[Dataset entries]

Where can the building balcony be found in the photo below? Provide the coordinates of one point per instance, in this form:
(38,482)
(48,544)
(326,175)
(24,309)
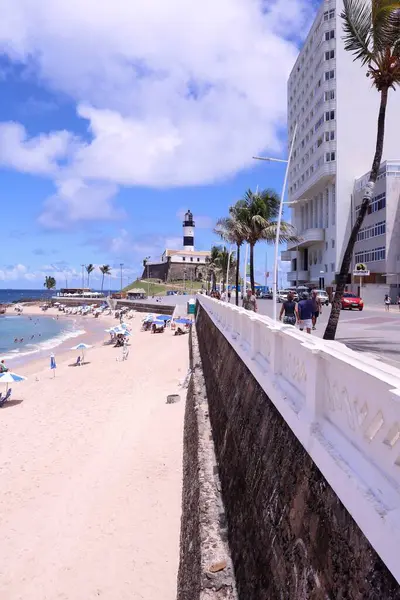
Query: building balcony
(308,238)
(287,255)
(298,276)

### Problem to solve:
Restate the records above word for word, without the pictures.

### Answer:
Where can the building balcony be found in the photo below? Provide the coordinates of one point per instance, in this form:
(38,482)
(48,544)
(326,175)
(24,309)
Query: building balcony
(308,238)
(287,255)
(298,276)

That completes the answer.